### Supplied records
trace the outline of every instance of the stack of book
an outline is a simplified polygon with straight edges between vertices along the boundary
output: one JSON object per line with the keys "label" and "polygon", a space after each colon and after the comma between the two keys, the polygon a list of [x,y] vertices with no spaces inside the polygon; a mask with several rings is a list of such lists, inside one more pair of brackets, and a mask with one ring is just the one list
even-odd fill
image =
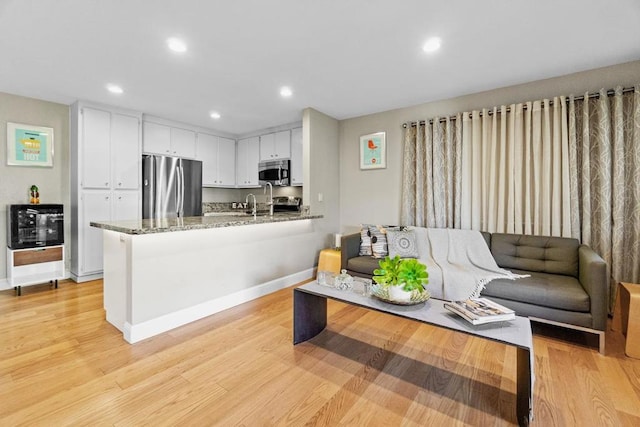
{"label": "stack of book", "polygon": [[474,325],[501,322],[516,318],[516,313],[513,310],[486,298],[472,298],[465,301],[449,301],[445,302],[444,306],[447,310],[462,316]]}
######
### Supplied records
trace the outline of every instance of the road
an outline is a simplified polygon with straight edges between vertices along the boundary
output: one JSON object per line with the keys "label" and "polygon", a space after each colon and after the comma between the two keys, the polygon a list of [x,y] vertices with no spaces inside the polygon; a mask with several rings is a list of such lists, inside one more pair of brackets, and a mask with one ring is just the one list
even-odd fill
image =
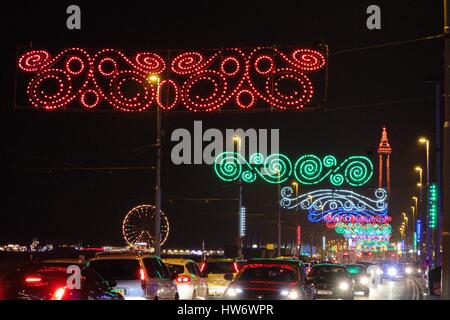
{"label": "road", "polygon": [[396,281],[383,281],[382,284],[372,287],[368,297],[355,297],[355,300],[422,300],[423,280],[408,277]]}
######
= Exercise directions =
Look through the data above and return each line where the string "trace" occurs.

= Finished exercise =
trace the outline of every instance of the stack of book
trace the outline of every instance of the road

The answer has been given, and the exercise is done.